EXERCISE TASK
Pull out every line of the rows below that contains the word "small", treating uppercase and lowercase as different.

EXERCISE MATERIALS
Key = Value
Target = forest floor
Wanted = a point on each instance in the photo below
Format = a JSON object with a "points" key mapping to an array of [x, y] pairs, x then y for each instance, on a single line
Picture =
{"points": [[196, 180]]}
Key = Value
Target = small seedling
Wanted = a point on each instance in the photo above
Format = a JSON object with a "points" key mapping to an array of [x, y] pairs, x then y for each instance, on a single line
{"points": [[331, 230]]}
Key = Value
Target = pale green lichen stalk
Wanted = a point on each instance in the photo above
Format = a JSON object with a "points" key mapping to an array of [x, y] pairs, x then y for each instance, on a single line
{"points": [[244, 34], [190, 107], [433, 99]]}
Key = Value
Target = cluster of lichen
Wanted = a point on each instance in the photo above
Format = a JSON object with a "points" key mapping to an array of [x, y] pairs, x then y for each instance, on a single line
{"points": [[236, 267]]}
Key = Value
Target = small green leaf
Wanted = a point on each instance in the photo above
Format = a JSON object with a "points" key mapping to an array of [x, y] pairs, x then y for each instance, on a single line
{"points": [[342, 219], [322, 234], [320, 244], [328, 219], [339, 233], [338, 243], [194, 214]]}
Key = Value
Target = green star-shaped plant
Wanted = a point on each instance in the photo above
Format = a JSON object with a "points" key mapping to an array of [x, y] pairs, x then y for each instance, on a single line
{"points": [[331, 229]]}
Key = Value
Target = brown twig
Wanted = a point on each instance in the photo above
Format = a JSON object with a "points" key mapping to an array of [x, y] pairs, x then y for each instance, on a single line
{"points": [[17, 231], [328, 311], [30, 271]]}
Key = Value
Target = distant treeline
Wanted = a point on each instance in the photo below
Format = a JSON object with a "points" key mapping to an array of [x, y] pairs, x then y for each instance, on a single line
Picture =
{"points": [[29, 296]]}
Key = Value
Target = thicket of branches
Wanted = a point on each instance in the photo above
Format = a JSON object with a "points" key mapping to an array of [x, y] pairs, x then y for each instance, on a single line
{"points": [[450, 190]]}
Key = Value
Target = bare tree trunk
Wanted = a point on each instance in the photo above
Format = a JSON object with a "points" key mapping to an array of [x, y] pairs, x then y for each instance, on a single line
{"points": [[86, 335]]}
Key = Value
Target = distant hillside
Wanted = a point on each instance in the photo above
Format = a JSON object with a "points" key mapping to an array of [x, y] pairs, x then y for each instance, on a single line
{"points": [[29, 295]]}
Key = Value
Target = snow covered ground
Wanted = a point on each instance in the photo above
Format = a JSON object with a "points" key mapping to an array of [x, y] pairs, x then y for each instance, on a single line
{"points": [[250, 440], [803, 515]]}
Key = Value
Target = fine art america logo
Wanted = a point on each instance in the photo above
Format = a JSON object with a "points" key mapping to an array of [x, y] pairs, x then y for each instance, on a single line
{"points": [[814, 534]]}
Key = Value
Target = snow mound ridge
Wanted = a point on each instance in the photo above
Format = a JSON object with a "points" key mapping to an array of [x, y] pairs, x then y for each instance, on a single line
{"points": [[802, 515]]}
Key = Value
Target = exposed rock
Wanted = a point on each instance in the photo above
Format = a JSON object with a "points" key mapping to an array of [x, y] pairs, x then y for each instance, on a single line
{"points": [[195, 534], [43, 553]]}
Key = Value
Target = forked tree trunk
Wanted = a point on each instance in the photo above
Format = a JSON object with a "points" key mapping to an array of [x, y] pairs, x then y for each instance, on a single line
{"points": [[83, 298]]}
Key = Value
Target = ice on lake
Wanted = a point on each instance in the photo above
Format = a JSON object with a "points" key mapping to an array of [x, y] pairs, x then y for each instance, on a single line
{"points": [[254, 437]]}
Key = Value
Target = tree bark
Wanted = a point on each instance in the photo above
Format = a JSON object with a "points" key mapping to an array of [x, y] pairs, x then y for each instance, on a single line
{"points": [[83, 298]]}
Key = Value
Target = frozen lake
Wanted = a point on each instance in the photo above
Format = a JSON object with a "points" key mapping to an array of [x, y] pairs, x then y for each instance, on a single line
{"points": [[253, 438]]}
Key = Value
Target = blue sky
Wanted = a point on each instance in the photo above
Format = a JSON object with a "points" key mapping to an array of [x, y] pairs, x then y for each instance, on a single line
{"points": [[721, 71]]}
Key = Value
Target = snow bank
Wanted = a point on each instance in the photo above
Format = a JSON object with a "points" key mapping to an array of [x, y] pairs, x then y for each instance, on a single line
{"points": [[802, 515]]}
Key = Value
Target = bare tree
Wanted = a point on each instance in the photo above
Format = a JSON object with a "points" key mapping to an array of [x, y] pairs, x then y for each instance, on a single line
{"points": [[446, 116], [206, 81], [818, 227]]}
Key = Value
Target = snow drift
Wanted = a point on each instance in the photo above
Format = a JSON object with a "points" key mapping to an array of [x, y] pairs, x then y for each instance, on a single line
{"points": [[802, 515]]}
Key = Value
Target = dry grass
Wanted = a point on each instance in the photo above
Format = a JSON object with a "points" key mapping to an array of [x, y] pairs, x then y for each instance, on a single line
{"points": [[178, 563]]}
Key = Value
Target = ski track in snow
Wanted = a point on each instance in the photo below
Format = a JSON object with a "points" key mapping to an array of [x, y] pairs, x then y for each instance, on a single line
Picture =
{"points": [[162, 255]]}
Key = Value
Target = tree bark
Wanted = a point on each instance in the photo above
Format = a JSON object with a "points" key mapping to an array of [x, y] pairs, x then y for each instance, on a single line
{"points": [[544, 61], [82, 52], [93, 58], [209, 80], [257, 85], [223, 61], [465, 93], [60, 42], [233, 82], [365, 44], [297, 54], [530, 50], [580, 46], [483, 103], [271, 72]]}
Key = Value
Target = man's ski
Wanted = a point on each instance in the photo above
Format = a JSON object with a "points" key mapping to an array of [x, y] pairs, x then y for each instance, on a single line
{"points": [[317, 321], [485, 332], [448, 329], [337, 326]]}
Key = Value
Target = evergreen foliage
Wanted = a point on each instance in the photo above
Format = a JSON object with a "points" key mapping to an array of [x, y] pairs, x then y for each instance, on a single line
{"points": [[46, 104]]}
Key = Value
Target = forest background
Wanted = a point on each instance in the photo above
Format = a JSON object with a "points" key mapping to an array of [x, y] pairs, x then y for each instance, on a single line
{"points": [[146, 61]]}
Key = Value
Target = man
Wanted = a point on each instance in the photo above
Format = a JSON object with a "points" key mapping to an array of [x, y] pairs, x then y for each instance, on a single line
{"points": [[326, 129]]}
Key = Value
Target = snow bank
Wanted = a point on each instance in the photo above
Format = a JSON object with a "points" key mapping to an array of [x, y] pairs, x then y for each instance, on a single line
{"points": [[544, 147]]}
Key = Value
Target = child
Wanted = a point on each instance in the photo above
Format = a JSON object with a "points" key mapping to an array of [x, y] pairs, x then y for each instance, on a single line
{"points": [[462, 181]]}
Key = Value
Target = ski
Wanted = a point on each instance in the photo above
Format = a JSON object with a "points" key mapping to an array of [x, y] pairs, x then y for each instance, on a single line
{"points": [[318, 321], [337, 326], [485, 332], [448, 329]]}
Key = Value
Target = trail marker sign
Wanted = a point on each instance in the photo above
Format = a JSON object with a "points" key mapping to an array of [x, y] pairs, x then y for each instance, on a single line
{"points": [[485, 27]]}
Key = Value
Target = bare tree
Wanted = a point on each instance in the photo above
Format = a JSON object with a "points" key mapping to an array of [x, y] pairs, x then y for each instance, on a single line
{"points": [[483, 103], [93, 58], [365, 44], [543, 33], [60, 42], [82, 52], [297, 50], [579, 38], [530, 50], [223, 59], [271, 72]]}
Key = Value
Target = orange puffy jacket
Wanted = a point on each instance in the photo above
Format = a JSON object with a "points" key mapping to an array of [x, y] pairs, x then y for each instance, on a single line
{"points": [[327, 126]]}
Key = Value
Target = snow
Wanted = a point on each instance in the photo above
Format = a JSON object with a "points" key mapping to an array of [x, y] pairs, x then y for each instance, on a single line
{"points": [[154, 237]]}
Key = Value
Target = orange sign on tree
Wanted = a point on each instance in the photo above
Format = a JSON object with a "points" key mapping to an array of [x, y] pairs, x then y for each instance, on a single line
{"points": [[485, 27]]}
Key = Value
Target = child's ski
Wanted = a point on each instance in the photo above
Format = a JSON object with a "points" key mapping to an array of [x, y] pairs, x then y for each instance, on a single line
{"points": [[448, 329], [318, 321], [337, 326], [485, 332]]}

COMPLETE ANSWER
Target = small seedling
Target = small green leaf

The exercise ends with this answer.